In einem ADAC-Crashtest hat das chinesische Auto Brilliance BS4
besser als sein größerer Bruder BS6 abgeschnitten und trotzdem keinen
Stern bekommen. Ein abgekartetes Spiel mit marktpolitischer
Motivation?
Liest man die Ergebnisse eines vom ADAC durchgeführten Crashtests des
Stufenheckmodells Brilliance BS4, bleibt Verwirrung zurück:
Partnerklubs wie der ÖAMTC, der Schweizer TCS oder der
niederländische ANWB äußern sich bei der Präsentation der Ergebnisse
des Crashtests positiver als die Deutschen selbst.
Der größere Brilliance BS6 hatte 2007 die ADAC-Crashanlage mit einer
schlechten Beurteilung und nur einem Stern verlassen. Doch nun setzte
es für das Stufenheckmodell des chinesischen BMW-Partners, obgleich
deutlich sicherer, eine noch schlechtere Note: "Diesmal bleibt der
Brilliance ganz ohne Sterne",heißt es beim ADAC. Der TCS beschreibt
das Testergebnis ganz anders: "Der Brilliance BS4 erhielt in der
Gesamtbewertung drei von fünf Sternen."
Neues Bewertungsschema
Schuld an der Verwirrung ist ein seit Kurzem gültiges
EuroNCAP-Bewertungsschema. Nach der alten Bewertung hätte der BS4
drei Sterne erreicht. Nun wurden auch Assistenzsysteme in die Wertung
aufgenommen. Beim BS4 fehlen ESP, Gurtwarner und
Geschwindigkeitsbegrenzer. Hat ein Fahrzeug in einer Gruppe null
Punkte, dann bekommt es aber in der Gesamtbewertung keinen Stern.
Natürlich erwähnen alle Klubs die unterschiedlichen
Bewertungskriterien, doch verblüffend ist der Grundtenor: Der ADAC
lässt das chinesische Auto absichtlich schlechter aussehen. "Ein
direkter Vergleich mit Ergebnissen vor 2009 ist grundsätzlich nicht
möglich", schreiben die Deutschen. Schweizerund Österreicher sehen
das ganz anders - und zeigen, dass die Chinesen Fortschritte machen.
"Insgesamt erhält das China-Auto 20 von 37 möglichen Punkten und eine
Gesamtbewertung von drei Sternen", sagt ÖAMTC-Cheftechniker Max Lang.
Politische Hintergründe
Sauer aufgestoßen ist das dem Brilliance-Importeur HSO Motors Europe.
"Der ADAC führt die Presse, die Politik und die Verbraucher in die
Irre, wenn er alle Sterne eliminiert und sein Null-Sterne-Ergebnis
mit null Sicherheit gleichsetzt", so Pressechef Detlev Engelhardt.

Bereitgestelltes Material:

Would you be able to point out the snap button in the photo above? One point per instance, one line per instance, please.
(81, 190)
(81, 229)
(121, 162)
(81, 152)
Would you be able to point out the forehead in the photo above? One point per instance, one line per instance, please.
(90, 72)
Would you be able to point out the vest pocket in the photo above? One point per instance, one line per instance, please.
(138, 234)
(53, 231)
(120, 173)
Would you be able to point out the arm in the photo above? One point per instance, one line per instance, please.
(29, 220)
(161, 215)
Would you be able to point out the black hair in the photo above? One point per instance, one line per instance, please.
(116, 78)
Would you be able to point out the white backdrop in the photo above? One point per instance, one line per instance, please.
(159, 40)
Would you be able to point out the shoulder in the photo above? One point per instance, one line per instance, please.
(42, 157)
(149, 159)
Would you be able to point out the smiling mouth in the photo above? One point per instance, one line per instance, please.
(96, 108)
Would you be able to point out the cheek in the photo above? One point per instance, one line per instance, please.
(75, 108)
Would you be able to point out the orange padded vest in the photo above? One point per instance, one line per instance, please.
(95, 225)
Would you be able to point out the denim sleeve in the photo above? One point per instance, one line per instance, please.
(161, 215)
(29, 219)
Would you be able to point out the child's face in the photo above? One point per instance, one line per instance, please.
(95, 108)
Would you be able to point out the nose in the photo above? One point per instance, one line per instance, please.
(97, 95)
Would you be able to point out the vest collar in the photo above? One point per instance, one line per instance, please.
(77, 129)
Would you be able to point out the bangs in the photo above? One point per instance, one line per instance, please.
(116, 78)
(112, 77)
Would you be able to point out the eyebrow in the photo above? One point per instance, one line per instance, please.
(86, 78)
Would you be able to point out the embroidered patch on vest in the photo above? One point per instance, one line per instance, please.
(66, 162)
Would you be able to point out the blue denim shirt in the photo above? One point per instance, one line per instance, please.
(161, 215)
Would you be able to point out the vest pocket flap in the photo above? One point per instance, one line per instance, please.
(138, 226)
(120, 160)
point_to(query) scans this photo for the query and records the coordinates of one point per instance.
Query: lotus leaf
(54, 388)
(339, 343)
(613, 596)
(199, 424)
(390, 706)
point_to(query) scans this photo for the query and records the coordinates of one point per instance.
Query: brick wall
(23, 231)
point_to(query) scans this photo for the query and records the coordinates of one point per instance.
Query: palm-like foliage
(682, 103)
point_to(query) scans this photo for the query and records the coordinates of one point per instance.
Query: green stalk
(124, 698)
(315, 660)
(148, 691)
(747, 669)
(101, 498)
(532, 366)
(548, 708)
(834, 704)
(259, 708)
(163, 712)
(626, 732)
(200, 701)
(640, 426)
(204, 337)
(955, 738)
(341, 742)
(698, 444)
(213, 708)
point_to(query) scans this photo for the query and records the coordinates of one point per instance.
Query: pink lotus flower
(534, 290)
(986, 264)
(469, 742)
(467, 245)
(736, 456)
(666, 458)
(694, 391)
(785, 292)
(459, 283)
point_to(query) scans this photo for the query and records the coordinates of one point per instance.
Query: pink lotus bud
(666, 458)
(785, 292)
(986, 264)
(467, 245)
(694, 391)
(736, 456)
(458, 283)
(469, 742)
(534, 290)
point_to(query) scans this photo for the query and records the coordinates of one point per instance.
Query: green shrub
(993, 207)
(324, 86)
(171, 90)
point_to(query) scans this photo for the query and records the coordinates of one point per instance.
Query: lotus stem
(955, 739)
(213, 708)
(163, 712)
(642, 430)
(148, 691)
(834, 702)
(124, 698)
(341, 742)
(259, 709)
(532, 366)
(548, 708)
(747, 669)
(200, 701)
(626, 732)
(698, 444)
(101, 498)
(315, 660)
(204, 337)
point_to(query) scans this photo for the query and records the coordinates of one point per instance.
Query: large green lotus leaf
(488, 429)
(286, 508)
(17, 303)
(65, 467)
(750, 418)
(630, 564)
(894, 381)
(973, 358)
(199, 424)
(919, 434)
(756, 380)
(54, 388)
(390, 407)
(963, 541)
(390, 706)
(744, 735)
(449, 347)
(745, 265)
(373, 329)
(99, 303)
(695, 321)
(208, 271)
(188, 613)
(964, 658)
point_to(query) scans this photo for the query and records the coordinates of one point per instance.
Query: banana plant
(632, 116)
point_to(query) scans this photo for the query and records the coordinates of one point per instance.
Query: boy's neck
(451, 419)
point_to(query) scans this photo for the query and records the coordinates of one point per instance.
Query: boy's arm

Aufgabe:
Schreiben Sie den Text über den ADAC-Crashtest des Brilliance BS4 im Anschluss an seinen letzten Satz weiter.

Schriftliche Antwort:
Der Importeur sieht den ADAC eine Karte zu spielen, die politische
Dimensionen hat. Damit kann er durchaus Recht haben. Man erinnere
sich, wie der ADAC bei der IAA-Premiere des chinesischen
Geländewagens Landwind genau zum ersten Pressetag die negativen
Crashtest-Ergebnisse veröffentlichte. Auch den Dacia Logan hat der
ADAC seinerzeit nach dem Umkippen bei einem Elchtest für unsicher
erklärt. Später musste der Klub einräumen, dass defekte Reifen, durch
vorangegangene Spurwechseltests bereits stark belastet, an dem
Problem schuld waren. Offensichtlich wird dabei die schnelle
Bereitschaft, ein aus einem "Billigland" kommendes Auto im negativen
Licht zu präsentieren.
Böse Chinesen
Diese Einstellung ist auch aus einigen europäischen Medien bekannt,
die selbst dann von "dreisten chinesischen Kopierern" schreiben, wenn
das Design von Pininfarina kommt, oder die "abgekupferte" Heckleuchte
in China bereits produziert wurde, bevor das europäische "Vorbild"
erstmals präsentiert wurde.
Brilliance bietet da weniger Angriffsfläche. Das Design kommt zum
Teil von renommierten italienischen Häusern, eine neue Motorenfamilie
wurde vom deutschen Spezialisten FEV Motorentechnik entwickelt und
die Produktion erfolgt auf demselben Gelände wie das Joint Venture
mit BMW. So werden chinesische Brilliance und BMW in der gleichenAnlage lackiert.
Trotzdem hat es der ADAC geschafft, ein Auto in schlechterem Licht
darzustellen, als es verdient hätte. Das haben auch deutsche Medien
erkannt: "Die Null-Sterne-Wertung suggeriert ahnungslosen Käufern ein
absolut unsicheres Auto - was der BS4 aber definitiv nicht ist",
schreibt Focus Online. "Er crasht nicht brillant, aber solide."